### RECORDS FOR THIS TASK
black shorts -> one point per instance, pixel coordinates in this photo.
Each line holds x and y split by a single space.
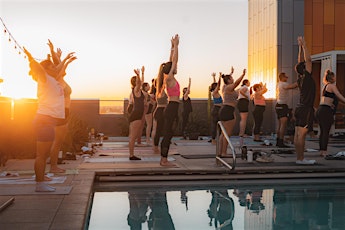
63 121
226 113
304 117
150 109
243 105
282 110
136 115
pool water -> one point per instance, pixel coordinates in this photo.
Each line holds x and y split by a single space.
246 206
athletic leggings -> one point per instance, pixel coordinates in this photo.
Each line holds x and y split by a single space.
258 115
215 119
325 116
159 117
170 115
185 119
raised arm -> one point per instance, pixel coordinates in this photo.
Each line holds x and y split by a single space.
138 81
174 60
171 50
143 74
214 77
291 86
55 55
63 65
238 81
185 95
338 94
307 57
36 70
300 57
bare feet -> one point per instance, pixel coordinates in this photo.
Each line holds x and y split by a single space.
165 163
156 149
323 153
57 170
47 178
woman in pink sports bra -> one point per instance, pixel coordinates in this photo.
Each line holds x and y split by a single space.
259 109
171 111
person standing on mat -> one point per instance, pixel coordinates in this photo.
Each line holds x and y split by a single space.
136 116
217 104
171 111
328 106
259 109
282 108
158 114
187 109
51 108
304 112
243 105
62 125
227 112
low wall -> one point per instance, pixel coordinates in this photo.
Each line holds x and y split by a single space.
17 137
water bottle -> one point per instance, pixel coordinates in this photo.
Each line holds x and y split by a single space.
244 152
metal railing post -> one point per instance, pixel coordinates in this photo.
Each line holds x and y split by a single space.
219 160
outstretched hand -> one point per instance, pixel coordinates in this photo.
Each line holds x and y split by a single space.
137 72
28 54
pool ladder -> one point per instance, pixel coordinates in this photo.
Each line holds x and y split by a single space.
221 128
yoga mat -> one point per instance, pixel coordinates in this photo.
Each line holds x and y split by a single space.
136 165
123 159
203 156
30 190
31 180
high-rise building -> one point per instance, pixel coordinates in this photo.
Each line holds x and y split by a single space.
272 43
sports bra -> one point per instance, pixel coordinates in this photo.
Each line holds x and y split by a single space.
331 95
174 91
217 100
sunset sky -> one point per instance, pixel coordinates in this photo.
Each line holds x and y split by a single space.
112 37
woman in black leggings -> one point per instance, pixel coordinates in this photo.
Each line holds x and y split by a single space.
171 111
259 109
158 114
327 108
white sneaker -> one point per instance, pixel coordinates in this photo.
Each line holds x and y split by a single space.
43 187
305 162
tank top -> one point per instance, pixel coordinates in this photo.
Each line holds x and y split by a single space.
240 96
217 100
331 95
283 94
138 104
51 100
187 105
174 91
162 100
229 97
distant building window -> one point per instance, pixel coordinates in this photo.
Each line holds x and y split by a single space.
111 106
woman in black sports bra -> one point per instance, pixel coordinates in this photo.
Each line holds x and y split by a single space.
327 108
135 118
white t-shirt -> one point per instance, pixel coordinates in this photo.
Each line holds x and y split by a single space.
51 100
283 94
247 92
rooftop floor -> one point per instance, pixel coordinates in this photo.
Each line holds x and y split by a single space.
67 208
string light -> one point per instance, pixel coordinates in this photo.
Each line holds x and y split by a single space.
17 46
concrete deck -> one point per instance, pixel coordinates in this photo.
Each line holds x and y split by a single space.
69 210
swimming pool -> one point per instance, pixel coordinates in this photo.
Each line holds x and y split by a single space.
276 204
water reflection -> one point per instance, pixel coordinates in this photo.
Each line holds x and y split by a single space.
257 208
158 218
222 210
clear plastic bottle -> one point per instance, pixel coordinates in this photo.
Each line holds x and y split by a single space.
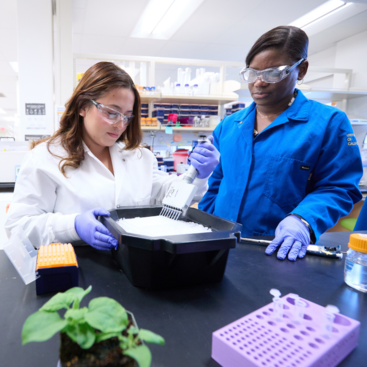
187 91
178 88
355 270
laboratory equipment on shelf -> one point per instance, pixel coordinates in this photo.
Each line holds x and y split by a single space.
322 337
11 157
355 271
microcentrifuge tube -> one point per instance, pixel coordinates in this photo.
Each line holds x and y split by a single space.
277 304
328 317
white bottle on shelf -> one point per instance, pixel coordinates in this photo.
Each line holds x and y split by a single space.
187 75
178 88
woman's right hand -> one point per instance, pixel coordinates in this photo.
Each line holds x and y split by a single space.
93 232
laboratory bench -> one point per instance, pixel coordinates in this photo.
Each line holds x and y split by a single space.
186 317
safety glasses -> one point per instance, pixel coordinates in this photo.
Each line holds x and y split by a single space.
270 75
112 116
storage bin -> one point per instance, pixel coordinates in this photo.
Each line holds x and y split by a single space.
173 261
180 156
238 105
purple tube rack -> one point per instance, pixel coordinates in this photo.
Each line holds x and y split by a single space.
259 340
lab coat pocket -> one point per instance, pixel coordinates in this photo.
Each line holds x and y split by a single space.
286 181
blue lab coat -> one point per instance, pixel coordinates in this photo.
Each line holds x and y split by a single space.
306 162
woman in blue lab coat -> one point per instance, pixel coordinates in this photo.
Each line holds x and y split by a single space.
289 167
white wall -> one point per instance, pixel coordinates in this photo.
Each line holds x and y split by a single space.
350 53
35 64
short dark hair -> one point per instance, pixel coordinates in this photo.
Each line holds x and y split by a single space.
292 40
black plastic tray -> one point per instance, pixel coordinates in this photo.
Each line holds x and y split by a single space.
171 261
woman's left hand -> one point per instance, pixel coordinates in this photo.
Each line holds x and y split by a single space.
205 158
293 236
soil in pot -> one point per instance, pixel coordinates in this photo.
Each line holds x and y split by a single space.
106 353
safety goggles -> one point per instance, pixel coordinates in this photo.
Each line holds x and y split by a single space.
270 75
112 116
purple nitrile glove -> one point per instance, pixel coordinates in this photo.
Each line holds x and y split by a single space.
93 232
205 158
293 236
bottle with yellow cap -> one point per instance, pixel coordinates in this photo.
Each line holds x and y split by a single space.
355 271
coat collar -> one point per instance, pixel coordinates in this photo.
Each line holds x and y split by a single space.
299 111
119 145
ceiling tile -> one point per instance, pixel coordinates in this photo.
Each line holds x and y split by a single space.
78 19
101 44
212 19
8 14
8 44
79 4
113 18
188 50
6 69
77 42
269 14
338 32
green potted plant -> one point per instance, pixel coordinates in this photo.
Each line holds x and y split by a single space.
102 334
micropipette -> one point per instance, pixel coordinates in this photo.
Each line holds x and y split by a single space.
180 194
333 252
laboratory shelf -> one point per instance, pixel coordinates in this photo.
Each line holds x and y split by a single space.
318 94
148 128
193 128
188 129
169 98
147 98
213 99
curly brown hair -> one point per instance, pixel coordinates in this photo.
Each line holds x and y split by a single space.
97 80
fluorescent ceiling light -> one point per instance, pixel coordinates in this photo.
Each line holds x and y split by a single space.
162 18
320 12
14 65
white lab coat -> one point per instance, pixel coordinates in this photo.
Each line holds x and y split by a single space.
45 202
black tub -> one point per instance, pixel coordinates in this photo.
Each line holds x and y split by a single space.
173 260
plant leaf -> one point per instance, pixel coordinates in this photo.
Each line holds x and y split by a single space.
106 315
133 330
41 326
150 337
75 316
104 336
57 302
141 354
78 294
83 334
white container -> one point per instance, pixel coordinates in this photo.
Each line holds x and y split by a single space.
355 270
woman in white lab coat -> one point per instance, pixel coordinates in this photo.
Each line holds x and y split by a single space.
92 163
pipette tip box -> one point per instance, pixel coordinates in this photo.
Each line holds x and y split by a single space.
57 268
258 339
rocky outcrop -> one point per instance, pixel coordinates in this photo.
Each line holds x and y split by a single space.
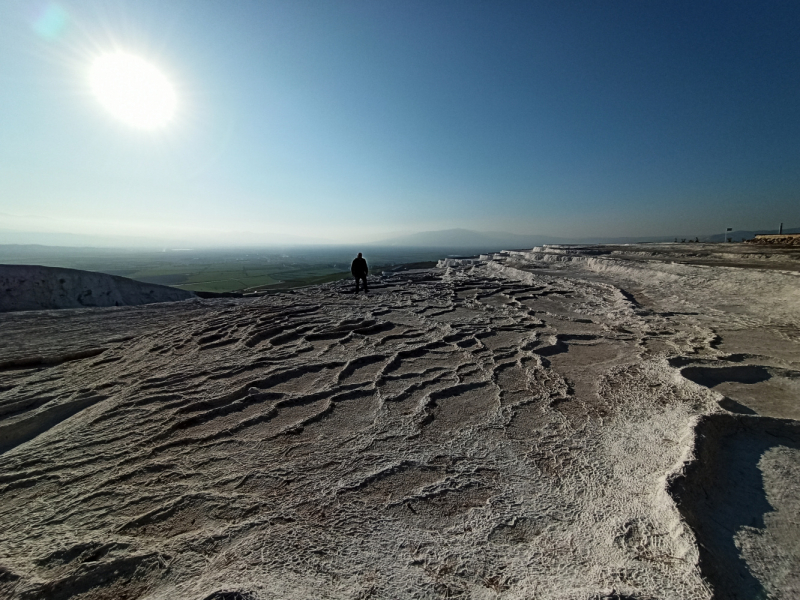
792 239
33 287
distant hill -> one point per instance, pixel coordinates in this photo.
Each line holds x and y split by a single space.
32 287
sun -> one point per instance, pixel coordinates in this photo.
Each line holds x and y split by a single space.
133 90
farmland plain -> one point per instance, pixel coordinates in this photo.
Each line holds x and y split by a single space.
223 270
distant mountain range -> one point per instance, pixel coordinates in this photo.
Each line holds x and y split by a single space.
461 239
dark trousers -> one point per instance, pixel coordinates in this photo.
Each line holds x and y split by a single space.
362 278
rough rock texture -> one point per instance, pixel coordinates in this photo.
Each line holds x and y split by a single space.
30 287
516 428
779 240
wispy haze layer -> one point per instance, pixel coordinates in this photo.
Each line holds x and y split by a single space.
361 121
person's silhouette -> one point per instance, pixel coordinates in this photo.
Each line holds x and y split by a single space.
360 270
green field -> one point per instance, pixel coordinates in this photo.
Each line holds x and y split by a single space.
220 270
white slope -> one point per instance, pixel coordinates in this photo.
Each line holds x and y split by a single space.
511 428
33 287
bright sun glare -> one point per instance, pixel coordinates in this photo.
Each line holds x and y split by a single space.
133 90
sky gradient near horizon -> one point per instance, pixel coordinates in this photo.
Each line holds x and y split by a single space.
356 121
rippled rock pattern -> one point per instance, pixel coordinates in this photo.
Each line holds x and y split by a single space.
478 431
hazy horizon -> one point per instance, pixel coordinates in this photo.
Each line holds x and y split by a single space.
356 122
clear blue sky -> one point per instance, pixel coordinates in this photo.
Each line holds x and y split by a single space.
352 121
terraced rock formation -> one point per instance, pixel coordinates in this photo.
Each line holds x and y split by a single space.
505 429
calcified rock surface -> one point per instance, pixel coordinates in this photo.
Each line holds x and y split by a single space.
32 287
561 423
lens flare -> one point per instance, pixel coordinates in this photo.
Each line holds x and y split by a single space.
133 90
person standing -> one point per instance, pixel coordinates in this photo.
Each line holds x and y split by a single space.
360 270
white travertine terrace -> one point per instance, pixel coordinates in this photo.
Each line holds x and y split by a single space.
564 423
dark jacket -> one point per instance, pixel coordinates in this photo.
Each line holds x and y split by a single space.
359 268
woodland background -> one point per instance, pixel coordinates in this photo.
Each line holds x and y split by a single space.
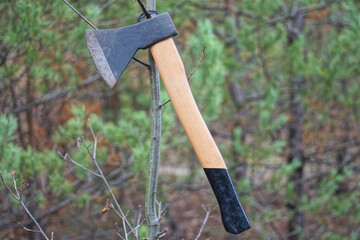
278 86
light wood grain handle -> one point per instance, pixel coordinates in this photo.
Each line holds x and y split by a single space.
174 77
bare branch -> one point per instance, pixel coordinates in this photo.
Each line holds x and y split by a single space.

### TASK
For this task, return exactly the stretch of the listing above from the line with "terraced rock formation" through the line with "bare branch ->", inclusive and without pictures.

### RESULT BELOW
terraced rock formation -> one point per instance, pixel coordinates in this photo.
Each line holds x and y split by a single space.
505 429
calcified rock surface -> one point per instance, pixel coordinates in this photo.
Each line holds x and y split by a single space.
32 287
561 423
lens flare -> one point per instance, pixel coordinates in this photo.
Each line holds x and y split by a single space.
133 90
person standing -> one point per instance, pixel coordinates in this photo.
Each line holds x and y split by a single space.
360 270
white travertine terrace -> one point per instance, pixel coordinates in this photo.
Each line holds x and y split by a single space.
564 423
dark jacket -> one point per instance, pixel coordinates in this photo.
Each line holds x and y split by a single space.
359 268
woodland background -> one point per instance, pixel coordinates in this photo.
Each line holds x and y split by a single space.
278 86
light wood grain handle -> one point per instance, pixel coordinates in this photo.
Each line holds x and y split by a single space.
174 77
bare branch -> one point per instance, pixel coordinates in this photo.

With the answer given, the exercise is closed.